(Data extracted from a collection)
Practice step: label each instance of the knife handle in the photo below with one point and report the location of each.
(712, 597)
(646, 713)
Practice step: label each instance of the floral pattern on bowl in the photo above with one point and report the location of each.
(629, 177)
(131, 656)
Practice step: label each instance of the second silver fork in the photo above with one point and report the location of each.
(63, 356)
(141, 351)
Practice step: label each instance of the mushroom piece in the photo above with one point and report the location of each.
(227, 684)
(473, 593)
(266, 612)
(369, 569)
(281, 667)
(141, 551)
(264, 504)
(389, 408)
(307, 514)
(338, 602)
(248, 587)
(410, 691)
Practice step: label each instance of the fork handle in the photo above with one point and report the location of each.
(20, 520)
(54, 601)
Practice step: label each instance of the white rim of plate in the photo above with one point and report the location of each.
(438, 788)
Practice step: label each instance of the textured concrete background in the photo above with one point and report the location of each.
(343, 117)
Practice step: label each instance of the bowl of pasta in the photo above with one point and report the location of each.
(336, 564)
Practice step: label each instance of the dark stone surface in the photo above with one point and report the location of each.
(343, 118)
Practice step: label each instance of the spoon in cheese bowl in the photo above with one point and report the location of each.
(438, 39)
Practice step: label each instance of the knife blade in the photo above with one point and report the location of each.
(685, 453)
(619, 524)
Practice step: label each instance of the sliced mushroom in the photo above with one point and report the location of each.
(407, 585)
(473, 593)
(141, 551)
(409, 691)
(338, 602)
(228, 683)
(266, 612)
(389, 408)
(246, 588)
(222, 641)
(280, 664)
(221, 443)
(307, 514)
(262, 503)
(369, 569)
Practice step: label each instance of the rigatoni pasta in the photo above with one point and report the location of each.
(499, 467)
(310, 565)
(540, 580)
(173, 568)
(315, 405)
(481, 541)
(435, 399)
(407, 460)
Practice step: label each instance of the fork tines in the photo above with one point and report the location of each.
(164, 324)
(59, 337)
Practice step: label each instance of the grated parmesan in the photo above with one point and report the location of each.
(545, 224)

[Directions for this task] The task requires an exact copy of all the lines above.

[Your response]
Practice step: label each instance of the knife handle in the photo below with one point and report the location of each.
(712, 597)
(646, 713)
Practice step: label each instance of the floral pattern on bowl in the photo above with one point and report the location of each.
(629, 177)
(131, 656)
Practice step: label each instance of the second silver fork in the photo above with one point and report the location of each.
(63, 356)
(141, 351)
Practice step: label each instance of the mushroom piece in the photo above with one point and report the location of each.
(227, 684)
(473, 593)
(266, 612)
(369, 569)
(281, 667)
(141, 551)
(264, 504)
(389, 408)
(307, 514)
(338, 602)
(248, 587)
(410, 691)
Practice step: label each instance of the fork handle in the photo above with one point and report the location of each.
(20, 520)
(54, 601)
Practice step: label each instance of the white rim of plate in the photo above with one point and report the location of each.
(438, 788)
Practice step: label each instance of the textured concrete background in the photo above with one point and report the location of each.
(343, 117)
Practice step: label each instance of the bowl of pasta in the photo above with one point and report the location of each.
(336, 564)
Practice step: label each instance of the dark stone surface in the photo above with one point and report the location of each.
(343, 118)
Practice step: label each instance of the spoon in cheese bowl in the photo above with one point and report the location of each.
(438, 39)
Practice step: label each instance of the knife blade in the photo above with one point and report the location of each.
(685, 453)
(619, 524)
Practice step: label each instance of the sliced mushroom in the photo above with one point and report the location of each.
(407, 585)
(473, 593)
(141, 551)
(409, 691)
(338, 602)
(228, 683)
(266, 612)
(389, 408)
(246, 588)
(222, 641)
(280, 664)
(221, 443)
(307, 514)
(262, 503)
(369, 569)
Practice step: label each instance of the rigatoni pasta in the photo above with one point and report the location of each.
(499, 467)
(310, 565)
(540, 580)
(173, 568)
(315, 405)
(481, 541)
(435, 399)
(407, 460)
Practice step: label each instance of the fork tines in the photo above with one point and report the location of each.
(164, 324)
(59, 337)
Practice step: label each instance of the grated parmesan in the photo above with one point and report the location of each.
(545, 224)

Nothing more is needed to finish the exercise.